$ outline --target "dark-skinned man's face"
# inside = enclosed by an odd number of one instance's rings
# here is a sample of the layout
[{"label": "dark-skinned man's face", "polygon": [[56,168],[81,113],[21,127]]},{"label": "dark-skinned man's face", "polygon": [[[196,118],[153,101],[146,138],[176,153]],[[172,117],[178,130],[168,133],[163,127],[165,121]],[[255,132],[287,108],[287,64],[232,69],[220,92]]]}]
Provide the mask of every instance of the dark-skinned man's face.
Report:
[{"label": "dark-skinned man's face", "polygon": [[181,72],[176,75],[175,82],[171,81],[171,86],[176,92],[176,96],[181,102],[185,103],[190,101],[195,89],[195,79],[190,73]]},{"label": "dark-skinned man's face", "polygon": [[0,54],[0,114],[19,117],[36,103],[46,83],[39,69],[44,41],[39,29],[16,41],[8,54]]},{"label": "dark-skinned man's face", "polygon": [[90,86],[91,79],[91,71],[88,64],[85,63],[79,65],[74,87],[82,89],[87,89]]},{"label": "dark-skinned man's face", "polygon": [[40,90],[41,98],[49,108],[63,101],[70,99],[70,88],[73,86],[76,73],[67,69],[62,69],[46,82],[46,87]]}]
•••••
DESCRIPTION OF THE TASK :: Reproduce all the lines above word for word, keeping every character unchanged.

TASK RESPONSE ::
$ outline --target "dark-skinned man's face"
# inside = enclosed by an odd number of one instance's rings
# here is a sample of the layout
[{"label": "dark-skinned man's face", "polygon": [[56,168],[81,113],[21,127]]},{"label": "dark-skinned man's face", "polygon": [[[196,118],[153,101],[146,138],[176,153]],[[172,117],[178,130],[168,133],[163,127],[165,121]],[[255,132],[287,108],[287,64],[232,69],[220,92]]]}]
Provide the mask of every instance of the dark-skinned man's face.
Report:
[{"label": "dark-skinned man's face", "polygon": [[181,72],[176,75],[175,82],[171,81],[171,86],[176,92],[176,96],[181,102],[185,103],[190,101],[195,89],[195,79],[190,73]]},{"label": "dark-skinned man's face", "polygon": [[0,54],[0,114],[19,117],[36,103],[46,83],[39,69],[44,41],[39,29],[16,41],[8,54]]},{"label": "dark-skinned man's face", "polygon": [[90,86],[91,79],[91,71],[88,64],[85,63],[79,65],[74,87],[82,89],[87,89]]},{"label": "dark-skinned man's face", "polygon": [[40,90],[41,98],[49,108],[63,101],[70,99],[70,88],[73,86],[76,73],[67,69],[62,69],[46,82],[46,87]]}]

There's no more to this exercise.